((

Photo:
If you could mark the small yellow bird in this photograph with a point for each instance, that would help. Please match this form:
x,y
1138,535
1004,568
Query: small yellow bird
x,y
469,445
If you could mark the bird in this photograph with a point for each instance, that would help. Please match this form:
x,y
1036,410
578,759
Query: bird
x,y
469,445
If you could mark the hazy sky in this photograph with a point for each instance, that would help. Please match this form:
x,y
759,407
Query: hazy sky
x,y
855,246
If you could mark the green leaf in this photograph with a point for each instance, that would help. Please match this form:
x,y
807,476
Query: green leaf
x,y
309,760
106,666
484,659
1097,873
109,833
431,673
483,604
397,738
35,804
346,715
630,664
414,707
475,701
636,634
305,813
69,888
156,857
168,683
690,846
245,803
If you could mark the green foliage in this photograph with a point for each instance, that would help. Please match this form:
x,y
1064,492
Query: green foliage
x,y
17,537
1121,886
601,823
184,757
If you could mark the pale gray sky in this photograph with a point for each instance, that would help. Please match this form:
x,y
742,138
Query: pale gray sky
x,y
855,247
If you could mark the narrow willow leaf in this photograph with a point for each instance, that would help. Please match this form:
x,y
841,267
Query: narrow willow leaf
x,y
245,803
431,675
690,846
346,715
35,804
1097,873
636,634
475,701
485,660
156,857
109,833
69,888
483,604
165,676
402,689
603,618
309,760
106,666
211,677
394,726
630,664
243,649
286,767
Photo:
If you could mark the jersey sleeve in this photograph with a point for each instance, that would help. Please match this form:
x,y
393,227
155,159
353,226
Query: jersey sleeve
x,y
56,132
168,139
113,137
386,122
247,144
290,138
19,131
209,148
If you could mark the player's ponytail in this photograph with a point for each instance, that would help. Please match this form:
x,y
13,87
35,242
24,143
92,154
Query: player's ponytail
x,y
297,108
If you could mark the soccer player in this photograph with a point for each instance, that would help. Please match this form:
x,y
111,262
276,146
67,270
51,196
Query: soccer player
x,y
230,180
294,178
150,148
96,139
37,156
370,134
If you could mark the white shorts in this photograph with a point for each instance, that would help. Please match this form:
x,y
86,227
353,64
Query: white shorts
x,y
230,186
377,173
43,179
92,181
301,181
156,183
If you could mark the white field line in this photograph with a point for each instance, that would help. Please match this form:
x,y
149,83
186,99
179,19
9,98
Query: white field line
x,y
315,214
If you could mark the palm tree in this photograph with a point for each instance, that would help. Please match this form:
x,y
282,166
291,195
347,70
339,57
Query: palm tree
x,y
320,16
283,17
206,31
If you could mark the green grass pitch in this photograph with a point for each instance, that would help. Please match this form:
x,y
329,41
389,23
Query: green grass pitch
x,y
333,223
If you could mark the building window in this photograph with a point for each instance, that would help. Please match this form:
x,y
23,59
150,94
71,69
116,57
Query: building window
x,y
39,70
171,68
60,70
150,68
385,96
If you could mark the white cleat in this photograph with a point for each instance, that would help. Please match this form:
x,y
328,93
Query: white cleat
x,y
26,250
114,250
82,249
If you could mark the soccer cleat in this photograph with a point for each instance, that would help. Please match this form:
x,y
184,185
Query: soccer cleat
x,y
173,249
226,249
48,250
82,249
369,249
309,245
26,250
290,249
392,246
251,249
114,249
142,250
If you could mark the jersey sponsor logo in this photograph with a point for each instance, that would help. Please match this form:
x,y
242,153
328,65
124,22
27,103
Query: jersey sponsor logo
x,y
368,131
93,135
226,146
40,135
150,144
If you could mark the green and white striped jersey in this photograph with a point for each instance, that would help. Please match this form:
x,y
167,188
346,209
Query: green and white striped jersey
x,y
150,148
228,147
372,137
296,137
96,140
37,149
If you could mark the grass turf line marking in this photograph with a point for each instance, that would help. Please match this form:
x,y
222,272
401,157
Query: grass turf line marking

))

Give back exactly the lines from the line holding "If you could mark the green and" through the last line of the listing, including both.

If you could mark the green and white striped jersey in this photograph with a point for each instance, that would help. Please match this form:
x,y
167,188
346,209
Query: green and white striped jersey
x,y
150,148
228,147
372,137
296,137
96,140
37,149
If you could mark the grass turf line marking in this photograph with a point for each instance, that would help. Please match this form:
x,y
222,272
401,157
Query: grass turf line marking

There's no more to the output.